WORK ORDER –
The answer must consist of the records below, repeated exactly.
--- RECORDS TO PROCESS Enclosed Below ---
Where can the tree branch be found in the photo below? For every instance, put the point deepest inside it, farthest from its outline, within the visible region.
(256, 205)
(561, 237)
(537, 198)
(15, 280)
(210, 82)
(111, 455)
--- End of Enclosed RECORDS TO PROCESS ---
THE COMPLETED TASK –
Where can the tree branch be found in the photo below? For every instance, put the point deepest inside it, farthest from its outline, within the visible region.
(256, 205)
(561, 237)
(537, 198)
(15, 280)
(210, 82)
(111, 455)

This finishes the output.